__Consignes de l'exercice__.
1. D'après le texte sur le vieillissement, à quelle fonction le gène Sirtuin 6 est-il uniquement lié ?
2. Poursuivez, s'il vous plaît, le texte sur le vieillissement après sa dernière phrase.

__Texte source__.

::::

Pourquoi vieillit-on?
"Un ADN endommagé peut conduire à des cellules qui ne servent plus à rien ou induisent de l’inflammation. De nombreux gènes permettent de corriger les erreurs survenant à l’ADN, de le réparer. Mais avec le temps, l’ADN se répare de moins en moins bien car nous avons un nombre limité de gènes. De plus en plus de cellules deviennent sénescentes, nos gènes réparateurs sont dépassés. C’est ce que l’on appelle le vieillissement. On attrape des rides, on ne court plus aussi vite, on ne réfléchit plus aussi bien. Notre idée est de donner à l’organisme des copies supplémentaires de ces gènes supplémentaires en vue d’optimiser la réparation de l’ADN. Énormément de gènes réparateurs de l’ADN ne sont pas accessibles aux thérapies géniques. Il a fallu déterminer un gène à une seule fonction, relativement petit et à même d’être délivré de façon sûre et éthique. Le gène Sirtuin 6 est lié seulement à la fonction du vieillissement."
“En matière de vieillissement, il nous apparaît primordial de travailler sur la réparation de l’ADN”

::::

[Données de localisation à un point par instance]
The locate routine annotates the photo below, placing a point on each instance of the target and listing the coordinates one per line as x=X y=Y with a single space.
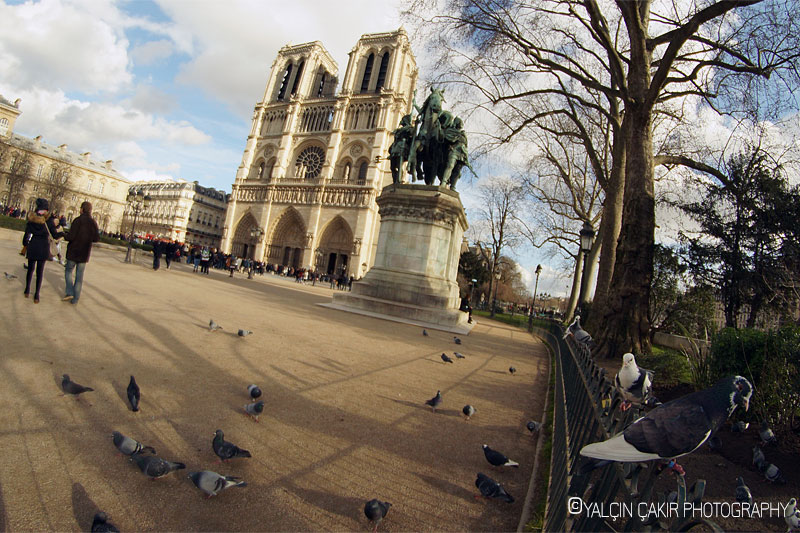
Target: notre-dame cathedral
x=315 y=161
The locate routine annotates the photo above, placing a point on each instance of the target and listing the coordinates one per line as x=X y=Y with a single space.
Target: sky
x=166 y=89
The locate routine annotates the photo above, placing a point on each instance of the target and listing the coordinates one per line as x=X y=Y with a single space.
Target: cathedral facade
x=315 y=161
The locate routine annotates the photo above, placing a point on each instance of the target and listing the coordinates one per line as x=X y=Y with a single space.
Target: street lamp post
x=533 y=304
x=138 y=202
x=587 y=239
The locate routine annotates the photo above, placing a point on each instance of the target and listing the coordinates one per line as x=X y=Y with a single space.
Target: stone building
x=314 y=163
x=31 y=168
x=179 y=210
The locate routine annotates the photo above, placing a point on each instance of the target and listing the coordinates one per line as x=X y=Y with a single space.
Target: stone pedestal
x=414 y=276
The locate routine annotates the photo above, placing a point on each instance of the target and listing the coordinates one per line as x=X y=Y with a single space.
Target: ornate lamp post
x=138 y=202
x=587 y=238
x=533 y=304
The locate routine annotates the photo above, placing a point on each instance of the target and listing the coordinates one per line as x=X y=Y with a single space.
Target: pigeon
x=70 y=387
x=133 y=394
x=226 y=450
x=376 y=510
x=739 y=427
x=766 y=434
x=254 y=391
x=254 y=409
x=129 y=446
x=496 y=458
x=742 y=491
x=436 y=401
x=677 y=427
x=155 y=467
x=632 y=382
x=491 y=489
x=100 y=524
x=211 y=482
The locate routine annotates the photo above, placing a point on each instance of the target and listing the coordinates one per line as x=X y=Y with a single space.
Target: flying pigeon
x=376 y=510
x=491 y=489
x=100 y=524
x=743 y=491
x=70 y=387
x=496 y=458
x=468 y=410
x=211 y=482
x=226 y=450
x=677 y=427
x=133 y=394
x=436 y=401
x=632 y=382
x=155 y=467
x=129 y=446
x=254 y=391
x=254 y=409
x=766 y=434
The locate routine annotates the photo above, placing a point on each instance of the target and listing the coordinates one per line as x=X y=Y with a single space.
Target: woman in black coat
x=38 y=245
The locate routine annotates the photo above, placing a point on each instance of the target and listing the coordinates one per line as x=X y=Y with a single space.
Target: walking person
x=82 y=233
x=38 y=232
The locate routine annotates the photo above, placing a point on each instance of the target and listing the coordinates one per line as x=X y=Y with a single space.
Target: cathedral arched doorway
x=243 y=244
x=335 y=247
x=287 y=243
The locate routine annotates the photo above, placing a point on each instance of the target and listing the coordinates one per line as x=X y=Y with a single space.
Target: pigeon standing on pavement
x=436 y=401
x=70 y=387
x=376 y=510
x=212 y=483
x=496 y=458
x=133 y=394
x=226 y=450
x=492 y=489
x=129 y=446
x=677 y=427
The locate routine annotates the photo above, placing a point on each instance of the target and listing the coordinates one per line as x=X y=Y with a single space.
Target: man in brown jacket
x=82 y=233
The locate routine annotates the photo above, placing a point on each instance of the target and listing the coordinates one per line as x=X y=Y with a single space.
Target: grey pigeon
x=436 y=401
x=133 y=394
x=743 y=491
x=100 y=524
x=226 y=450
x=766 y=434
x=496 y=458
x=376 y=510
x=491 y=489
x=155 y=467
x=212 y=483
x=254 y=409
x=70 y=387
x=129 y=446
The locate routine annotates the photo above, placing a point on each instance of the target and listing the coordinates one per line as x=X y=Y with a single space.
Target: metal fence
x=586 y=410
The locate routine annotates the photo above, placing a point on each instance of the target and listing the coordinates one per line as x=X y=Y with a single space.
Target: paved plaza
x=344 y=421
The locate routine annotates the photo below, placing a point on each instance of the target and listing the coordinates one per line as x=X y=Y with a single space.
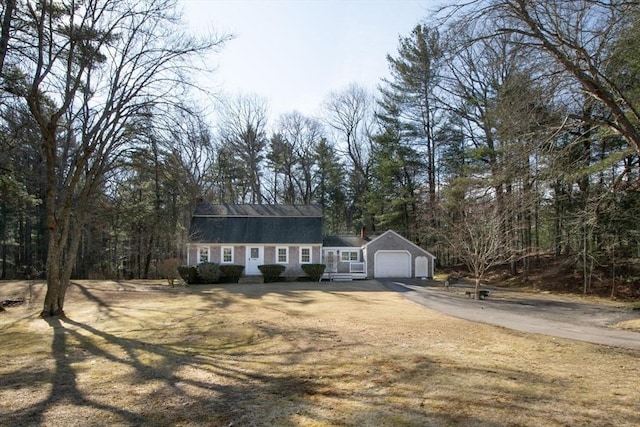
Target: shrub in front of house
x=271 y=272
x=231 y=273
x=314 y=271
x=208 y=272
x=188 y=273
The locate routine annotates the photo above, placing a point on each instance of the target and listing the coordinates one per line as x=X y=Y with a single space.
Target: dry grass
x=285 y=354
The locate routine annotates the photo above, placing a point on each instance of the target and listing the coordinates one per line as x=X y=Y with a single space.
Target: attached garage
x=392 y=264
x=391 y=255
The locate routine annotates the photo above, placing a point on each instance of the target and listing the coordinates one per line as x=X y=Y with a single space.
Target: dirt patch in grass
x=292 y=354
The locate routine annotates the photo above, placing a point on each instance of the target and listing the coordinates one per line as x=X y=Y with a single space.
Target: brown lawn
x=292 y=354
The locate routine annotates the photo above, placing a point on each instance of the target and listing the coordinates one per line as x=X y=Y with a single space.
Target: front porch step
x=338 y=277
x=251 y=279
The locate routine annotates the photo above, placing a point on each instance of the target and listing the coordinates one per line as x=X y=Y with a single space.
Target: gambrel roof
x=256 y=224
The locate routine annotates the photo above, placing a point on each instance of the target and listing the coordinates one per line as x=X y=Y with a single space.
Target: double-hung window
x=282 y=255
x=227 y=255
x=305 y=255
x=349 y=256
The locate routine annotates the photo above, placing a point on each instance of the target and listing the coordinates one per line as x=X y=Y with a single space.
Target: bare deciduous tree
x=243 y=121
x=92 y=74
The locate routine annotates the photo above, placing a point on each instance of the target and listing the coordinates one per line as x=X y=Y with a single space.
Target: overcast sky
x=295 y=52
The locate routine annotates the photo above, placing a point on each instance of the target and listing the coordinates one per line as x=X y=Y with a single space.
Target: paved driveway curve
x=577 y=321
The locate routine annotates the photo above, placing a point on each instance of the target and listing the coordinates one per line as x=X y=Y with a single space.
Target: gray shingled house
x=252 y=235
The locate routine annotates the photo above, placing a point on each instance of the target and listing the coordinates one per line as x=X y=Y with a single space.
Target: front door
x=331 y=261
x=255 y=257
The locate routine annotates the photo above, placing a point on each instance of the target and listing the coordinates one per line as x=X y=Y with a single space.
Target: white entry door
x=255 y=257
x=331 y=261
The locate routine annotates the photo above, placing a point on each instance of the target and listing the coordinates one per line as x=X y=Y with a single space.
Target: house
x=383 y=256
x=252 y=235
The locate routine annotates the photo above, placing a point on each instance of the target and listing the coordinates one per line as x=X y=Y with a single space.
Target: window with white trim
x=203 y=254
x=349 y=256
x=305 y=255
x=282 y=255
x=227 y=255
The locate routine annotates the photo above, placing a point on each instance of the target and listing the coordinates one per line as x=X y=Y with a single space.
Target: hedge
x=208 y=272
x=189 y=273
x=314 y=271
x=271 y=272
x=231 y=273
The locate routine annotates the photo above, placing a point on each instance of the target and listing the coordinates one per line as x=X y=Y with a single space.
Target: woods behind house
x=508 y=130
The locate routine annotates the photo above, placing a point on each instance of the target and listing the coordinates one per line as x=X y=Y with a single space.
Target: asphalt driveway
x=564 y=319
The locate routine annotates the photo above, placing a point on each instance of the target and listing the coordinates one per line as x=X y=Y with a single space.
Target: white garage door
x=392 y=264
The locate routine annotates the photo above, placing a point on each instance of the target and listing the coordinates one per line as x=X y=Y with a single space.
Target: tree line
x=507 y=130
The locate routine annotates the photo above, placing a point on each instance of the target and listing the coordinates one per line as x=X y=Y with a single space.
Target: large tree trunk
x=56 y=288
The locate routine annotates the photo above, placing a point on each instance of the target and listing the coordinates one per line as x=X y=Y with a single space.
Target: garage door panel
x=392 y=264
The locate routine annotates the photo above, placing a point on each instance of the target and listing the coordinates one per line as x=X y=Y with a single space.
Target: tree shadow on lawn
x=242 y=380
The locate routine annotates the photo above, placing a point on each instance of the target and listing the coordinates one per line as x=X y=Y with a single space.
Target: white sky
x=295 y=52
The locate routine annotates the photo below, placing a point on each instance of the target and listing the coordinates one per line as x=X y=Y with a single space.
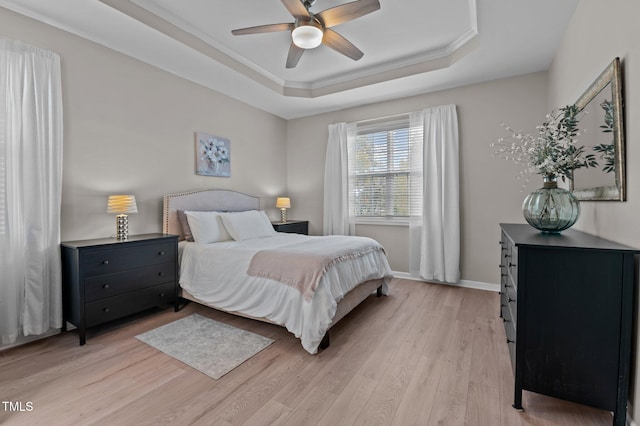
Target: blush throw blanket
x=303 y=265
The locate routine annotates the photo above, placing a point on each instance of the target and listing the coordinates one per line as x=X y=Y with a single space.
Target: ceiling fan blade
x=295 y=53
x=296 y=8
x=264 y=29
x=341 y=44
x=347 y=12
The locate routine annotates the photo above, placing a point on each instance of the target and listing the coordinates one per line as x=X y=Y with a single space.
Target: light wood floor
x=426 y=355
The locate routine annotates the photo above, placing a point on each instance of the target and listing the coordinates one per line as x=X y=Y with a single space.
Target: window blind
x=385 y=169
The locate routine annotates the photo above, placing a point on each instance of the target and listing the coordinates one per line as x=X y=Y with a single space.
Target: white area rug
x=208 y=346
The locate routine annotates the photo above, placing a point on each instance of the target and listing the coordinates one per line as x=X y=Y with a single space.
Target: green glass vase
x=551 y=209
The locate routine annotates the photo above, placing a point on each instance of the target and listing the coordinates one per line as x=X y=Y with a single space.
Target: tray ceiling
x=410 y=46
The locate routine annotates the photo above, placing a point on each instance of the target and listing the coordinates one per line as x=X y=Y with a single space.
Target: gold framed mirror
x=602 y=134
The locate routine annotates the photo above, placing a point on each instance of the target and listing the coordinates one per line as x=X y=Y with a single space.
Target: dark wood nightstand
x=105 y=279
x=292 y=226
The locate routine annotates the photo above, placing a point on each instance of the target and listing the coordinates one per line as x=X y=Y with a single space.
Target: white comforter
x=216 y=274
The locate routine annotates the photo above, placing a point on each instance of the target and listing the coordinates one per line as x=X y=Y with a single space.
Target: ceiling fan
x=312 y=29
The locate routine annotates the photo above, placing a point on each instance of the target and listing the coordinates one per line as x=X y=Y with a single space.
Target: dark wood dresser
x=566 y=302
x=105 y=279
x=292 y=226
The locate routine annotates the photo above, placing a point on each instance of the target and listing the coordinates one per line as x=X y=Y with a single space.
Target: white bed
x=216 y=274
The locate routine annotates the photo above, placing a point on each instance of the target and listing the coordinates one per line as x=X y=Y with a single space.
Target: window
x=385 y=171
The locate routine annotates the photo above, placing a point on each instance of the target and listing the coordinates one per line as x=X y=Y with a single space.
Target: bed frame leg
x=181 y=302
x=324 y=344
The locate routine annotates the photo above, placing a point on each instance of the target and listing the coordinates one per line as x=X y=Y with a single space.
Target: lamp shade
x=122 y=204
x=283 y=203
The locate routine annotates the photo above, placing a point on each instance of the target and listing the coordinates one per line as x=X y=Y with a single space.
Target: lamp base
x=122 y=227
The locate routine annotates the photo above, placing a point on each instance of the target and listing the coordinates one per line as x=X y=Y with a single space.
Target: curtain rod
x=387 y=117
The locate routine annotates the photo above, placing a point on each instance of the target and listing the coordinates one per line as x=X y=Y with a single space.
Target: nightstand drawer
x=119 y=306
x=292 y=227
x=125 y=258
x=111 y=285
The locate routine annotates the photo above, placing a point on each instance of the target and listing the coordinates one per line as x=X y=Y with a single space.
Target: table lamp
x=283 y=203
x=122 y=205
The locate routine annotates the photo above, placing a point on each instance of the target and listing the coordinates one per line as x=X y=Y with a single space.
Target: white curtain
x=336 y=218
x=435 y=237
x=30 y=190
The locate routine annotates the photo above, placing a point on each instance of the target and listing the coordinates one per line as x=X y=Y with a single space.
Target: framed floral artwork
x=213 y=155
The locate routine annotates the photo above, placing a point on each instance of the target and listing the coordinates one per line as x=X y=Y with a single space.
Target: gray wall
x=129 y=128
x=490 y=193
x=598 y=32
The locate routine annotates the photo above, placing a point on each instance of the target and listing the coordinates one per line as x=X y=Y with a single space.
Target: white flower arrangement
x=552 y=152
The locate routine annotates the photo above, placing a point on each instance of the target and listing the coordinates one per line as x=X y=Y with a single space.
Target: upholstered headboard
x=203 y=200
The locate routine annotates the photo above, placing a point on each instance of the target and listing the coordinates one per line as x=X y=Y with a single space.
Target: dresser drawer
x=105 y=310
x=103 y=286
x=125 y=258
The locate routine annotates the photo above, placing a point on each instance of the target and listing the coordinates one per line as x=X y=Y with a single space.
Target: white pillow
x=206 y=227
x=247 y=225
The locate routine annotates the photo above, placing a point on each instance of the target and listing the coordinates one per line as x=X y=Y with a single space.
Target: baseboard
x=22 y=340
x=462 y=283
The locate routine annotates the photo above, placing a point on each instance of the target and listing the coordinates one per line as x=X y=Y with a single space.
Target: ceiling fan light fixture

::::

__Réponses dans l'ordre__.
1. À la fonction du vieillissement.

2.
"Notre collaboratrice Vera Gorbunova, co-directrice du Rochester Aging Research Center à New York, a identifié dans son laboratoire une mutation de ce gène présent que chez les centenaires. Nous allons donc en développer des copies." Parmi ses experts, GenFlow compte aussi le Belge Éric Verdin, présidentt du Buck Institute For Age Research ou encore Manlio Vinciguerra, de l’International Clinical Resaerch Center (ICRC) en Tchéquie et Aubrey de Grey, de la SENS Fundation.
Demain, dans 10 ans
La recherche est un domaine où la patience est de mise, afin de garantir éthique et sûreté. "Nous en sommes au stade pré-clinique, avec l’assurance que notre produit soit fabriqué selon les normes européennes de l’Agence du médicament. Nous envisageons de passer en essai clinique sur l’humain dans les 2 ans, et ensuite à une phase d’essai en cernant plus particulièrement le Syndrome de Werner, une maladie orpheline terrible de vieillissement précoce, avec des essais d’ici 4 ans.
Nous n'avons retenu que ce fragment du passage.